**Task details:**
All of the data below needs to be set down again, exactly as shown.

**Data for analysis:**
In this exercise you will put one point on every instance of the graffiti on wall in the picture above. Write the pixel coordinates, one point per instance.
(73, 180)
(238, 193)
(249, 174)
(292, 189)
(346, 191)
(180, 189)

**Result of the task:**
In this exercise you will put one point on every instance of the graffiti on wall in the picture above. Write the pixel coordinates, one point per instance.
(73, 180)
(238, 193)
(249, 174)
(292, 189)
(346, 191)
(180, 189)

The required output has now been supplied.